Libros de ayer y hoy/Teresa Gil
Quizá aún no lo vean claramente pero, para la oposición, cada derrota es la simiente de su lucha y de su inminente o remoto triunfo. La concreción de la reforma electoral (o al menos de la redefinición de algunos márgenes institucionales electorales) comandada por el presidente de la República, votada por la mayoría de los representantes constitucionales del pueblo mexicano y en vías de ser validada por lo que queda de un aparato judicial más ideologizado que eficaz, puede ser también un momento fundacional para la configuración de un movimiento político alterno, opuesto y adverso al régimen en turno.
No quiero decir que dicho ‘momentum’ se convierta automáticamente en una fuerza opositora con victoria asegurada; de hecho, conociendo la corta estatura moral de buena parte de la clase política que llegó a usufructuar los privilegios de regímenes anteriores, es poco probable que se sacudan sus anhelos de privilegio y honores para internarse concienzudamente en todas las capas sociales para encabezar una lucha legítima. Pero la oportunidad está allí, como lo estuvo a finales de los años ochenta del siglo pasado: la batalla por la democratización de las instituciones y por la participación objetiva, transversal y responsable de la sociedad mexicana en las políticas públicas y el rumbo del país.

> _Material proporcionado_:
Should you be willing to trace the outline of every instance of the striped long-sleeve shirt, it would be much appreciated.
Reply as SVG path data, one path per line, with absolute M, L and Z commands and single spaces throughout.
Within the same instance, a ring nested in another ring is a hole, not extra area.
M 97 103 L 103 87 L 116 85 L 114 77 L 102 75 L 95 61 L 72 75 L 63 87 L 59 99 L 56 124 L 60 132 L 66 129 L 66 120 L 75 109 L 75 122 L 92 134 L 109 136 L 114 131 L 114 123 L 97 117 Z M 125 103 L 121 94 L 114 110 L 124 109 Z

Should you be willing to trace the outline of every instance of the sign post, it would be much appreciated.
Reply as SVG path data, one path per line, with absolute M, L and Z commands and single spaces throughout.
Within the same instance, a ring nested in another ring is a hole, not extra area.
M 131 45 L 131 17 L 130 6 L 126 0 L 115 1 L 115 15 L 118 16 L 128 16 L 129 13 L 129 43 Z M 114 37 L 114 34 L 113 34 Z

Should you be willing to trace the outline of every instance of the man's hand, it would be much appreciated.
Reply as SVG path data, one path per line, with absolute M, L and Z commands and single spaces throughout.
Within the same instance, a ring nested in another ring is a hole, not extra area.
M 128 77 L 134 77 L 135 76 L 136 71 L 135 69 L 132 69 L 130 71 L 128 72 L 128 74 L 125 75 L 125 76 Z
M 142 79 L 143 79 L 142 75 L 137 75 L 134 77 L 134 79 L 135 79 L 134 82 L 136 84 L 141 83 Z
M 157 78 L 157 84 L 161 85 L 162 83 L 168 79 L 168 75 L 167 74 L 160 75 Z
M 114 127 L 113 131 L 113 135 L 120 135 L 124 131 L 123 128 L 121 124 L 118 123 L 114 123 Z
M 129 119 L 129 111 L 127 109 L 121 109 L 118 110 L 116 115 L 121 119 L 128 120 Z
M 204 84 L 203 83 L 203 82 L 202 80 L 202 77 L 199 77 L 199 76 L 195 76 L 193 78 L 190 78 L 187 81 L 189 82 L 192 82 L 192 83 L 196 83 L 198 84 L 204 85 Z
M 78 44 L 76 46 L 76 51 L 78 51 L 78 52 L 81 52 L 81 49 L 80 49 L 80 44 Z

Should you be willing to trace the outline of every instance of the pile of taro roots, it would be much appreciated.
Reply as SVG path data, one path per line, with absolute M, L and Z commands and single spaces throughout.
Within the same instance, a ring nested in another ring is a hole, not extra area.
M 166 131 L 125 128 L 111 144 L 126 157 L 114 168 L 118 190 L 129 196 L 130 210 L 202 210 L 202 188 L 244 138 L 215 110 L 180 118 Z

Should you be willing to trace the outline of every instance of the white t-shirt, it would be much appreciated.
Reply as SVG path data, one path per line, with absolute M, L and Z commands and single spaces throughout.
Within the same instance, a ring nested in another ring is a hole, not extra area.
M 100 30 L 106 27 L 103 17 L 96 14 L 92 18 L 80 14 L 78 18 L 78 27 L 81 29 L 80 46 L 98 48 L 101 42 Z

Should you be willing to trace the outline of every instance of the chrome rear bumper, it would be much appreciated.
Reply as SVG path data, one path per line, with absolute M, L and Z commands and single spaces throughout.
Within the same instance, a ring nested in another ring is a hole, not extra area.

> _Objetivo de la tarea_:
Según el fragmento sobre la reforma electoral, ¿en qué momento estuvo presente, como ahora, la oportunidad para la oposición? Las filas no guardan relación con el fragmento.

> _Salida de la tarea_:
A finales de los años ochenta del siglo pasado.